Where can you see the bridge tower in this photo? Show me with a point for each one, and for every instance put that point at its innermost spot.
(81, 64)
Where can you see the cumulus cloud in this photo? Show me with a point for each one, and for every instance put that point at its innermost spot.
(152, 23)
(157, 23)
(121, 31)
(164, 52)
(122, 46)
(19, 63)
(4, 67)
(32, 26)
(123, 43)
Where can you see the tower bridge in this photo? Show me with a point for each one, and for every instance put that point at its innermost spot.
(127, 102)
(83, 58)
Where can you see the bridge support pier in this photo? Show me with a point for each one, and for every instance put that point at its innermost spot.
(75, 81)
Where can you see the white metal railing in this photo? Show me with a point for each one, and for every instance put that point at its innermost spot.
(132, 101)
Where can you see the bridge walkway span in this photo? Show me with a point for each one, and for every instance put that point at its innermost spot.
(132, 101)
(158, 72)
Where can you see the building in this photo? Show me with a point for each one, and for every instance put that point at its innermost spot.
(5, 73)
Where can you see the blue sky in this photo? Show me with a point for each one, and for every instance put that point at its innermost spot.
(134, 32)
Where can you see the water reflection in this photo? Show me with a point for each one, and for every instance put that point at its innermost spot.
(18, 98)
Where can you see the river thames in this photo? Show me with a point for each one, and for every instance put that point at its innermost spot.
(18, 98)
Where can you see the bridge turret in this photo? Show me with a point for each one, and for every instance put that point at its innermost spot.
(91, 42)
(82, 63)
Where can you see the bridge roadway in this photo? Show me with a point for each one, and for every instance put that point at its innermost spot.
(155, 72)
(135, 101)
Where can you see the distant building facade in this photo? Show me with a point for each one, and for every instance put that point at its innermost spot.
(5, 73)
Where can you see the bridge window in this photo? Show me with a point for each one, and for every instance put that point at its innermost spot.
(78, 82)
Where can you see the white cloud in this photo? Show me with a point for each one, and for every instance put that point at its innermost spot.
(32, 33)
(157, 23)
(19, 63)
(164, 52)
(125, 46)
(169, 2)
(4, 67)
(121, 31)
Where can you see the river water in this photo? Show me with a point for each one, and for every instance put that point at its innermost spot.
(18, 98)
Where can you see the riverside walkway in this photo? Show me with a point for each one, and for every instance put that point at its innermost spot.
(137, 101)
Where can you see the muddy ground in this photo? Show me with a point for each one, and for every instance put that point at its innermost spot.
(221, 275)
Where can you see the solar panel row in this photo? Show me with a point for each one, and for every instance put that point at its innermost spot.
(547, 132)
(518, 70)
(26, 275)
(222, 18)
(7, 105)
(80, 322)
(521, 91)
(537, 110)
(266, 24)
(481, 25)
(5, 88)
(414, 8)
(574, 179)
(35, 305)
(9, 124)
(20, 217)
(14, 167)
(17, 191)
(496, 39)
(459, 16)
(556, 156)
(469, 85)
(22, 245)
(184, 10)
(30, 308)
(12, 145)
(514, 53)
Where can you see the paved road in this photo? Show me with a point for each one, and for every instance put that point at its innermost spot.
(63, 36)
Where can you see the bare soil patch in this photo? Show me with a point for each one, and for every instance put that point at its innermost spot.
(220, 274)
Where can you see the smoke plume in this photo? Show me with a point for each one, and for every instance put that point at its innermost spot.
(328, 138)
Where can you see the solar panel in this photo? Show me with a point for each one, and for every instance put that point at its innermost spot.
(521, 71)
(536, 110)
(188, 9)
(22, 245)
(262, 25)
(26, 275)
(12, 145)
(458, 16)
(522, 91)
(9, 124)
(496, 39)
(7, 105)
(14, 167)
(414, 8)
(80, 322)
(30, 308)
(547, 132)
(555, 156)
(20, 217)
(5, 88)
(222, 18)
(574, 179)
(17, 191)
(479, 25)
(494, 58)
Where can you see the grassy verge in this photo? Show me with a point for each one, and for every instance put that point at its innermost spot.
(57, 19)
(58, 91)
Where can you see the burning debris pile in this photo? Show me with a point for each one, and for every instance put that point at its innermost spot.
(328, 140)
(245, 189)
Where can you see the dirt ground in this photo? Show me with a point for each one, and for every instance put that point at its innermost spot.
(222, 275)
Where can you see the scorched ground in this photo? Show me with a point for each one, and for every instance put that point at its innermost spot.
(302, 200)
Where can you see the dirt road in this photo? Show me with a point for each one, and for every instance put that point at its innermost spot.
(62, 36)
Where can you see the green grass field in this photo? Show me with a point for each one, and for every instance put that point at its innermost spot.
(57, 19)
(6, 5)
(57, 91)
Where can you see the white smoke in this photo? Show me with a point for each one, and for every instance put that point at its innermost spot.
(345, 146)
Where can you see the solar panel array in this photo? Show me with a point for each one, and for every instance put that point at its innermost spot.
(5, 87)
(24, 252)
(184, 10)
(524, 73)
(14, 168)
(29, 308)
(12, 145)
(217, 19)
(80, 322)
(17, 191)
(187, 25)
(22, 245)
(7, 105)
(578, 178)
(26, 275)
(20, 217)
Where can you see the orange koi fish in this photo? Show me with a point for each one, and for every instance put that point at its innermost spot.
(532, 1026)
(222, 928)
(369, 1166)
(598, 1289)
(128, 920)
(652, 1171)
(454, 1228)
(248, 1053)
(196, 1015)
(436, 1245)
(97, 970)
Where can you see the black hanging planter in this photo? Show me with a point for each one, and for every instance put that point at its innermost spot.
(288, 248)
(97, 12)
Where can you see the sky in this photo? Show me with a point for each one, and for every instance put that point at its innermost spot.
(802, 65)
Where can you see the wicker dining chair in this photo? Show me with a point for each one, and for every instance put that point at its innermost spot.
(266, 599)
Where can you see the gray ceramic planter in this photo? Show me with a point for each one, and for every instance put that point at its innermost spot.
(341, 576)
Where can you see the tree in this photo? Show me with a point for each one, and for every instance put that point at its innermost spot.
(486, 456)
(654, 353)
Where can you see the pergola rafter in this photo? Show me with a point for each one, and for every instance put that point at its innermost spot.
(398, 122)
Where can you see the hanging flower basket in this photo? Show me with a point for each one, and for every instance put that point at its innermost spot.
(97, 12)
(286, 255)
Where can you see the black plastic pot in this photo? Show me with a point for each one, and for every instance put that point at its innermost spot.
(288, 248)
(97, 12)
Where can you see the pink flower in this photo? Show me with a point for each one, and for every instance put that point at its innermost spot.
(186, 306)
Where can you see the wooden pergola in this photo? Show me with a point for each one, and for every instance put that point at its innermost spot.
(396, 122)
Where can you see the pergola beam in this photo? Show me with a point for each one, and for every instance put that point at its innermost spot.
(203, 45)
----
What is expected —
Go through the records above and set each one down exactly, please.

Correct response —
Where can you see the bridge tower in this photo? Show me with a point for each one, and for every instance put that point at its innermost spot.
(81, 64)
Where can you see the cumulus cloud in this photo? Show me with a point for each one, and for every instance put that point at its innermost spot.
(152, 23)
(157, 23)
(121, 31)
(164, 52)
(122, 46)
(19, 63)
(4, 67)
(32, 26)
(123, 43)
Where can you see the tower bridge in this photo? Show me with a point for each one, and for every instance put that point at its innermost spot.
(127, 102)
(83, 58)
Where can you see the bridge support pier in this photo? Show me with a point for each one, and for every instance put that point at its innermost spot.
(75, 81)
Where can you see the white metal railing in this photo? Show me with a point for each one, and for every instance put that point at its innermost spot.
(132, 101)
Where can you see the bridge walkway span in this photo? Show me with a point for each one, and for every instance put that point at its innermost spot.
(132, 101)
(158, 72)
Where can you see the building in this photo? Show me with a point for each one, and for every instance put that point at its innermost spot.
(5, 73)
Where can you see the blue sky in this photo? Show me with a point for each one, and for every instance put that point at its innermost spot.
(134, 32)
Where can you see the water reflection in this photo? Show me with a point for each one, and for every instance put that point at its innermost spot.
(18, 98)
Where can you see the river thames in this photo? Show me with a point for each one, and for every instance put that point at its innermost spot.
(18, 98)
Where can you see the bridge turret in this photo? Show me with a point for each one, and for every instance put that point at its innermost spot.
(91, 42)
(82, 63)
Where can you see the bridge roadway in this photo? Show me with a point for each one, and for every instance put that point at its innermost spot.
(155, 72)
(135, 101)
Where can you see the distant building facade in this photo? Show me with a point for each one, and for every instance put that point at its innermost spot.
(5, 73)
Where can you see the bridge window in this photo? Show me with a point for each one, and for every instance put that point at its innermost spot.
(78, 82)
Where can you see the white cloud in this photo? Show me with a point for each one, and for every instance put that point at its innermost spot.
(32, 33)
(157, 23)
(19, 63)
(164, 52)
(125, 46)
(169, 2)
(4, 67)
(121, 31)
Where can you see the river water in this photo? Show me with a point for each one, and for every instance put that point at its innermost spot.
(18, 98)
Where can you see the riverside walkway in this photo? Show me with a point for each one, and for every instance put that point at its innermost spot.
(137, 101)
Where can you see the muddy ground in this photo? Show me with a point for each one, and for every instance put that point at its innermost spot.
(221, 275)
Where can you see the solar panel row in this photo? Show me with a point for each one, and for every instance put that point at its innermost spot.
(547, 132)
(518, 70)
(26, 275)
(222, 18)
(7, 105)
(80, 322)
(521, 91)
(537, 110)
(266, 24)
(481, 25)
(5, 88)
(414, 8)
(574, 179)
(35, 305)
(9, 124)
(20, 217)
(14, 167)
(17, 191)
(496, 39)
(459, 16)
(556, 156)
(469, 85)
(22, 245)
(184, 10)
(30, 308)
(12, 145)
(514, 53)
Where can you see the paved road in this photo? Show me with a point for each one, and for every instance put that point at its innermost spot.
(63, 36)
Where can you see the bare soil patch in this photo? Show me with a point for each one, and for every instance put that point at its innermost spot.
(220, 274)
Where can you see the smoke plume in this photo? Show me with a point for each one, and for every instance put that point at its innermost spot.
(328, 138)
Where can you see the solar panel in this photo? Show me with a point for each one, and for every instance put that point at its innermost spot.
(521, 71)
(536, 110)
(188, 9)
(22, 245)
(262, 25)
(26, 275)
(12, 145)
(458, 16)
(522, 91)
(9, 124)
(496, 39)
(7, 105)
(14, 167)
(414, 8)
(80, 322)
(30, 308)
(547, 132)
(555, 156)
(20, 217)
(5, 88)
(222, 18)
(574, 179)
(17, 191)
(479, 25)
(494, 58)
Where can you see the grassy verge in this photo? Show me with a point for each one, and for every instance put that point at its innermost spot.
(57, 19)
(58, 91)
Where can you see the burning debris pile in this photo? Show me with a point for each one, and for every instance put that point at its innermost spot.
(328, 140)
(245, 189)
Where can you see the dirt ground in this photo? Show me with a point for each one, and for every instance put that point at its innermost spot.
(222, 275)
Where can you see the scorched ground in this photo? Show me with a point for each one, and for every instance put that point at its innermost spot.
(302, 200)
Where can you see the dirt road in this photo? Show me with a point for each one, and for every instance put that point at its innermost spot.
(62, 36)
Where can you see the green grass field in this photo? Show me with a point for each one, and for every instance put that point at its innermost spot.
(57, 19)
(6, 5)
(57, 91)
Where can you see the white smoke in this photo? Show me with a point for each one, and for every instance put that point at its innermost spot.
(345, 146)
Where can you see the solar panel array in this photo? Show me with a point for each one, and for every instance put that point at its innermost spot.
(5, 87)
(24, 252)
(184, 10)
(524, 73)
(14, 168)
(29, 308)
(12, 145)
(217, 19)
(80, 322)
(17, 191)
(187, 25)
(22, 245)
(7, 105)
(578, 178)
(26, 275)
(20, 217)
Where can you see the orange koi fish in this photo? Show me with a point for each one, and for every instance put that point at its innermost spot.
(532, 1026)
(222, 928)
(369, 1166)
(598, 1289)
(128, 920)
(652, 1171)
(454, 1228)
(248, 1053)
(196, 1015)
(436, 1245)
(97, 970)
Where can you see the black hanging planter in this photo? Show me with a point for each one, and for every instance put that point at its innermost spot.
(288, 248)
(97, 12)
Where can you see the sky in this photo? Show me with a point for each one, and for every instance put that point at its innermost spot.
(802, 65)
Where can you see the wicker dining chair in this photo? Show me with a point for each one, and for every instance put that point at its innermost spot.
(266, 599)
Where can you see the gray ceramic planter in this photo? Show me with a point for each one, and for every instance put that point at its innermost spot.
(341, 576)
Where can you see the tree in this photo? Show me with a point for each one, and for every instance put that point at its innermost spot.
(486, 456)
(654, 353)
Where can you see the pergola rafter in this photo? Show me with a point for each one, and for every instance put that point at its innermost spot.
(398, 122)
Where can you see the hanging flower basket in this photo? Show me with a point for each one, and for every instance put that point at its innermost spot.
(97, 12)
(286, 255)
Where can you see the black plastic pot in this photo? Show me with a point for each one, and for every instance put that point at its innermost spot.
(288, 248)
(97, 12)
Where can you see the pink flower in this photo? Show me with a point for each one, and for every instance put that point at its innermost spot.
(186, 306)
Where can you see the wooden pergola in this photo? Show me with a point for each one, and for every instance put that point at its innermost spot.
(396, 122)
Where can you see the pergola beam in this photo? Show me with a point for each one, and for every instance put that point at its innermost spot.
(203, 45)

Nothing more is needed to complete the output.